» **Work to complete**
Write out, precisely and in full, each line of the material.

───── Stored rows

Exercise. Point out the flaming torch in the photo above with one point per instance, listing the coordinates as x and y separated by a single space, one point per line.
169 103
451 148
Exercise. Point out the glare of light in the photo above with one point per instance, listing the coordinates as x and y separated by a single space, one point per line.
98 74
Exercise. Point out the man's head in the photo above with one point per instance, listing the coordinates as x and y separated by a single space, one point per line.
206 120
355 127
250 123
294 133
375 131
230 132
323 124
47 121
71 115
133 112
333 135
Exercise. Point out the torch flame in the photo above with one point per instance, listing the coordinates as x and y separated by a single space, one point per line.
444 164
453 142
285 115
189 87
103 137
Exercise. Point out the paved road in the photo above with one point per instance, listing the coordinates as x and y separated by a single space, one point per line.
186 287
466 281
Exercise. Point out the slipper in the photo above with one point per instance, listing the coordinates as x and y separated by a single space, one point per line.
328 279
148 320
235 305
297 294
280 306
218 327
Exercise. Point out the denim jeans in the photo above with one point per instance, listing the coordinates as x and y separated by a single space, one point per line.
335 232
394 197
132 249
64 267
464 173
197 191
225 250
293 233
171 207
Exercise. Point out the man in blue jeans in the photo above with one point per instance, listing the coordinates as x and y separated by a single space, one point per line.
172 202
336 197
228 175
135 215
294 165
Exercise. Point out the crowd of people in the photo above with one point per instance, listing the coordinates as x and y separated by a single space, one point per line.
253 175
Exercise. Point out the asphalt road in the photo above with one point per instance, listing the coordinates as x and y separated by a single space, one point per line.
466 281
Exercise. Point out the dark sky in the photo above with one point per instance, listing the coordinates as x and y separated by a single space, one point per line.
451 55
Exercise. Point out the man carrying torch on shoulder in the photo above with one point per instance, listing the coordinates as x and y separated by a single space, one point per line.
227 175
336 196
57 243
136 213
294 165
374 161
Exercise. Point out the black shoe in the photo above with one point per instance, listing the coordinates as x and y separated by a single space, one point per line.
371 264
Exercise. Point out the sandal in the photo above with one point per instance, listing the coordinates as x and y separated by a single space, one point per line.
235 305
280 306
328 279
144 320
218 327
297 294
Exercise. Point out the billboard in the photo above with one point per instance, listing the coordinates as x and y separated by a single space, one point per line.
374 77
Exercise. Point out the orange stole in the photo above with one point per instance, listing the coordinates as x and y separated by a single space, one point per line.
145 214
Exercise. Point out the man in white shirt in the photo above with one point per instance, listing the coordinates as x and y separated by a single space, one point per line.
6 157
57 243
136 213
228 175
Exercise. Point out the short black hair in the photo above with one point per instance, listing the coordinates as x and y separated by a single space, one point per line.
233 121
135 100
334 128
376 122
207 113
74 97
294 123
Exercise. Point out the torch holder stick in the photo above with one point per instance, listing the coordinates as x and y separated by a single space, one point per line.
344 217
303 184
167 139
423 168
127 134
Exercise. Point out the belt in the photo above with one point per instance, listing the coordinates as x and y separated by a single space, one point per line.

──────────

» **Right answer**
Exercise. Point out the flaming torch in the photo above with one point per instance, listing the coordinates as x and y separated by a single space, one point per line.
169 103
451 148
Exercise. Point out the glare of light in the photo above with one point per instance, listing the coordinates as x and y separated by a single space, one point per line.
98 74
Exercise. Point out the man's head in the photo above with one point per instance, listing the coordinates as x and y separated by a single space, one point per line.
206 120
355 127
250 123
294 133
375 131
230 132
323 124
47 121
71 115
133 112
333 135
Exercise. Point out the torch flame in the photo above with one point per instance, listing the coordinates as x and y separated by a single space, one point per line.
444 164
453 142
285 115
189 87
103 137
Exercise. Point out the paved road in the photo above with one point per instance, listing the coordinates as x and y separated by a single space, one point per line.
186 287
466 281
Exercise. Point out the slipper in the photo above with one point per instance, listing the coordinates as x and y separated by a single space, one point per line.
328 279
148 320
235 305
297 294
280 306
218 327
Exercise. Point out the denim jeans in the photo above with one point per instance, listing the coordinates as x and y separated by a single space, one point per line.
335 232
394 197
132 249
64 267
464 173
197 191
225 250
293 233
171 207
Exercise. Point out the man in blue jeans in the photo above with one point per instance, listing the coordinates as x and y separated by a single space, one point per line.
172 202
336 197
228 175
135 215
294 165
Exercise. Point out the crowd of people in the photo above with one point per instance, listing the coordinates as x and y separated by a single space, one point per line.
253 175
Exercise. Point out the asphalt road in the photo above with one point per instance, listing the coordinates as x and y separated by a single space, one point per line.
466 281
Exercise. Point out the dark sky in the photo above with one point per instance, listing the coordinates as x and y separated by a single space, one point per line.
451 55
Exercise. Point out the man carrying torch on shoulder in the photo above with one point per instance, listing the coordinates as x and y separated by a single space, one point per line.
227 175
336 196
57 243
136 213
294 165
374 161
Exercise. Point out the black shoe in the photo above with one point per instance, listing the coordinates as x and y separated by a single space, one point per line.
371 264
Exercise. Point out the sandal in the photo above with one point per instance, listing the coordinates as x and y separated by a single space, one point per line.
235 305
280 306
328 279
144 320
218 327
297 294
Exercise. Point out the billboard in the photo above with one point per instance, listing the coordinates as x and y separated by a single space, one point per line.
374 77
Exercise. Point out the orange stole in the photo above with one point per instance, listing the coordinates as x and y separated by a single space, one point per line.
145 214
Exercise. Point out the man in white shirt in the photo above with one point per instance, listing the coordinates as x and y separated by a single space, one point per line.
6 157
57 243
136 213
228 175
Exercise. Point out the short black hair in the photo above with one point per instance, listing the coordinates as x and y separated by a single space, one point per line.
233 121
135 100
334 128
376 122
207 113
74 97
294 123
Exercise. Point out the torch holder stick in the photo above with one point per instance, listing the coordinates as x and y separated by a single space, one point per line.
344 217
303 184
167 139
423 168
127 134
Exercise. Point out the belt in the photo above with one point per instance, listing the coordinates as x and y separated by a single space, one point per line.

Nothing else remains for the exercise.